=== Provided records ===
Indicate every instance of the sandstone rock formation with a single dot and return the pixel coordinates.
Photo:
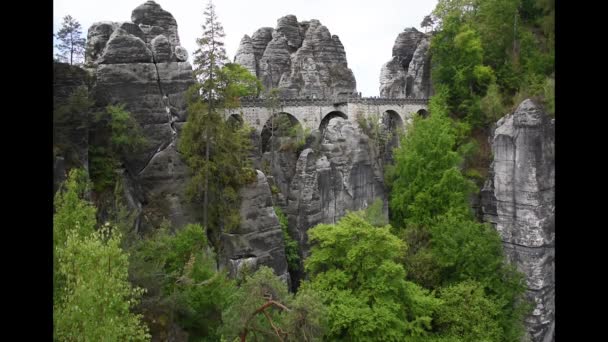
(407, 74)
(71, 130)
(259, 239)
(341, 174)
(300, 58)
(519, 200)
(140, 64)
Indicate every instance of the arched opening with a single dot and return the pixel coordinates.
(391, 124)
(329, 116)
(235, 120)
(279, 130)
(391, 120)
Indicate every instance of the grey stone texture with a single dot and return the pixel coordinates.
(342, 174)
(300, 58)
(135, 64)
(259, 239)
(407, 74)
(519, 200)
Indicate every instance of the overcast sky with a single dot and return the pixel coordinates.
(367, 28)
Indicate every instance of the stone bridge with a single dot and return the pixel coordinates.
(316, 113)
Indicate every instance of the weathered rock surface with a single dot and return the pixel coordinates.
(259, 239)
(519, 200)
(161, 49)
(152, 89)
(71, 130)
(342, 174)
(300, 58)
(136, 41)
(245, 55)
(97, 38)
(155, 21)
(123, 47)
(407, 74)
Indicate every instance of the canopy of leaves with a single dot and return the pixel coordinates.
(429, 203)
(92, 295)
(262, 308)
(184, 287)
(71, 44)
(228, 167)
(510, 42)
(355, 267)
(117, 136)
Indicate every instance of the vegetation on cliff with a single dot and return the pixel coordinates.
(433, 272)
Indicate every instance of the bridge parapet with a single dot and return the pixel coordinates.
(306, 102)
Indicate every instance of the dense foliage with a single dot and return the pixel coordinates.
(430, 210)
(71, 44)
(183, 286)
(117, 136)
(92, 295)
(291, 246)
(263, 309)
(355, 267)
(492, 54)
(216, 151)
(431, 272)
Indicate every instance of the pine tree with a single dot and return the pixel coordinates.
(92, 295)
(216, 152)
(71, 44)
(208, 59)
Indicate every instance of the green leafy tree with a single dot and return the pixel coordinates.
(71, 44)
(118, 135)
(291, 246)
(72, 214)
(69, 116)
(92, 295)
(429, 204)
(208, 59)
(183, 286)
(216, 152)
(219, 174)
(235, 81)
(467, 314)
(262, 308)
(355, 267)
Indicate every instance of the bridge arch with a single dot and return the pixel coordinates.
(392, 120)
(280, 124)
(235, 120)
(331, 115)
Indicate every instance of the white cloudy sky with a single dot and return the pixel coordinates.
(367, 28)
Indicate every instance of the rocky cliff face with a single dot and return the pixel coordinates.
(259, 239)
(519, 200)
(301, 58)
(142, 65)
(407, 74)
(341, 174)
(71, 130)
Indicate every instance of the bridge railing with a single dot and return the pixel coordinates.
(299, 102)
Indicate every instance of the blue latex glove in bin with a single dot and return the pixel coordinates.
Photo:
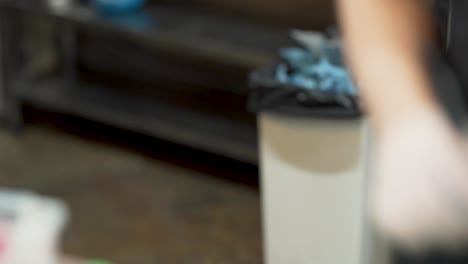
(321, 69)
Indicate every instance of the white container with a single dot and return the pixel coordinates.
(314, 185)
(30, 228)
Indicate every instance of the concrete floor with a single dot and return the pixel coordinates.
(130, 208)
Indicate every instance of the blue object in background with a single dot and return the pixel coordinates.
(117, 6)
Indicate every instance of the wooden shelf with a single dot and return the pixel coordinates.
(174, 28)
(203, 131)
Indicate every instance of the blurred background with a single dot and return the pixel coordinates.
(135, 114)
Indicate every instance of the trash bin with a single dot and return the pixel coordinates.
(314, 156)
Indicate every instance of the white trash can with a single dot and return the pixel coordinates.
(314, 186)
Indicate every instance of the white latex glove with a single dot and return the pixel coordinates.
(420, 195)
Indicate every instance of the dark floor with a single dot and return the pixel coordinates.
(133, 208)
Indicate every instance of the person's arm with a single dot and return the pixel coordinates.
(385, 41)
(420, 188)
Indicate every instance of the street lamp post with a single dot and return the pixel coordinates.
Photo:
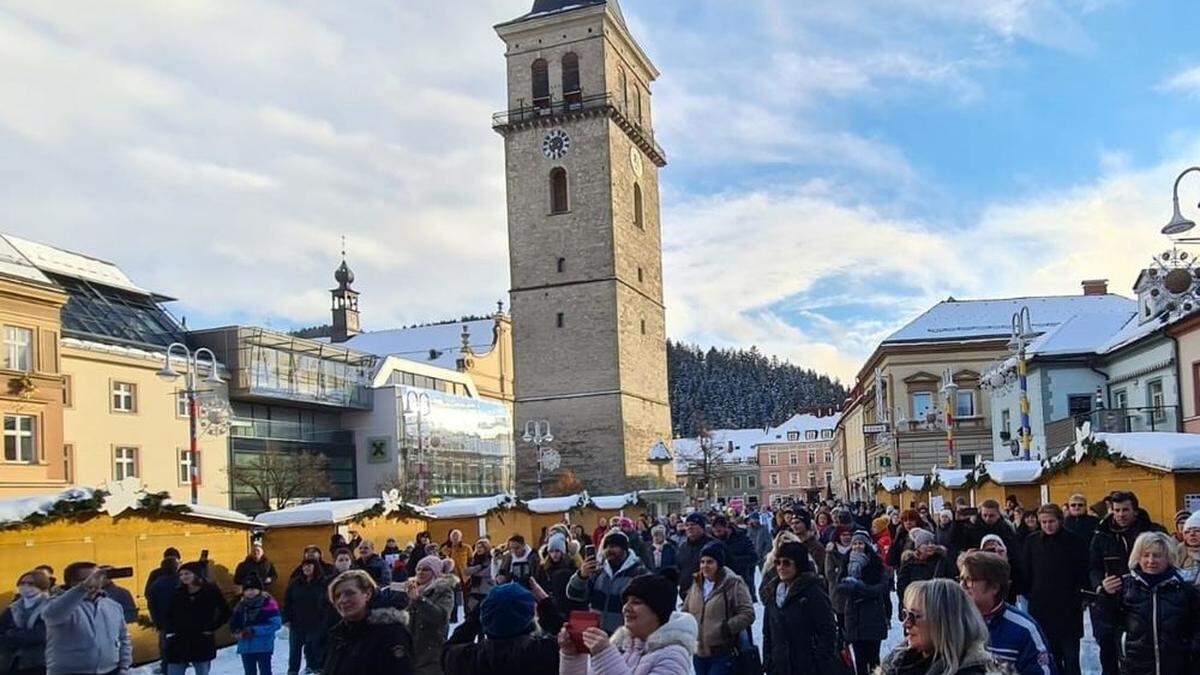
(538, 432)
(215, 422)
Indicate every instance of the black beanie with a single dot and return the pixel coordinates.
(657, 592)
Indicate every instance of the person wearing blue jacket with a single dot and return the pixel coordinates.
(1014, 638)
(255, 621)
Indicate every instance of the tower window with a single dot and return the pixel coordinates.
(558, 202)
(637, 205)
(571, 90)
(540, 72)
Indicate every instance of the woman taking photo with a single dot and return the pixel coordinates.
(720, 602)
(798, 633)
(653, 639)
(1156, 613)
(945, 633)
(366, 640)
(22, 629)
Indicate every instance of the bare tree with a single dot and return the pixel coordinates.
(277, 478)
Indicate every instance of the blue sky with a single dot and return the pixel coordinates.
(835, 168)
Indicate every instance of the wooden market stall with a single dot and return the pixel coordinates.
(1163, 469)
(1001, 479)
(123, 527)
(289, 530)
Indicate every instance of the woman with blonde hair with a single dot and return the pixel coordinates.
(1155, 611)
(945, 633)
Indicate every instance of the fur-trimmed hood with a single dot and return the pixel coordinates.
(682, 629)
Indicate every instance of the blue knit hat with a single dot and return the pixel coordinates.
(508, 611)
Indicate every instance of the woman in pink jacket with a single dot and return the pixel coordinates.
(654, 640)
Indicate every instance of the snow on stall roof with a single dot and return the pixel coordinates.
(966, 320)
(443, 341)
(1161, 449)
(557, 505)
(613, 502)
(1013, 472)
(76, 266)
(471, 506)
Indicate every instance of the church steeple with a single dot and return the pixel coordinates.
(345, 303)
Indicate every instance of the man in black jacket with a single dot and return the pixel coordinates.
(1113, 541)
(1054, 577)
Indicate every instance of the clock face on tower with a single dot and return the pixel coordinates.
(556, 144)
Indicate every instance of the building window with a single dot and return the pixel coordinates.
(125, 463)
(637, 207)
(558, 199)
(19, 438)
(571, 91)
(540, 73)
(18, 348)
(125, 396)
(964, 404)
(185, 469)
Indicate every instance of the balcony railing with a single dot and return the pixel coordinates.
(545, 109)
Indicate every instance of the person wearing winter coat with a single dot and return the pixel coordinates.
(193, 615)
(930, 649)
(22, 628)
(255, 621)
(307, 615)
(511, 640)
(922, 562)
(366, 640)
(85, 632)
(1114, 538)
(256, 563)
(1054, 578)
(720, 602)
(653, 639)
(600, 585)
(799, 633)
(1155, 613)
(430, 604)
(865, 596)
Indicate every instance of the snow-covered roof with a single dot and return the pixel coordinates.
(438, 345)
(471, 506)
(557, 505)
(952, 477)
(76, 266)
(1167, 451)
(976, 320)
(1013, 472)
(613, 502)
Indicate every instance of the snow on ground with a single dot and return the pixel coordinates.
(229, 663)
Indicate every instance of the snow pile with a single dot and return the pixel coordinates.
(557, 505)
(1158, 449)
(471, 507)
(613, 502)
(1013, 472)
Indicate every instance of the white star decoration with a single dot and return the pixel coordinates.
(123, 495)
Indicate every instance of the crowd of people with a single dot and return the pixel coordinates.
(995, 589)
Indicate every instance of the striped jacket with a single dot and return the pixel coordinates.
(1015, 639)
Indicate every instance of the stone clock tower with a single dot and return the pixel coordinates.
(585, 245)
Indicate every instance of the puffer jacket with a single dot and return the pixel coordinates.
(601, 591)
(429, 623)
(1158, 627)
(801, 635)
(667, 651)
(726, 613)
(377, 645)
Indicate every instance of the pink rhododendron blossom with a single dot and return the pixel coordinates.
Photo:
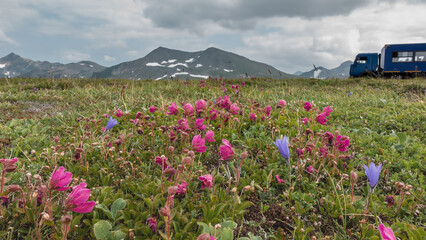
===
--- Work to do ---
Please state how many lines in the items above contain the string "floor". Case counts; give only the number.

--- Exercise answer ---
2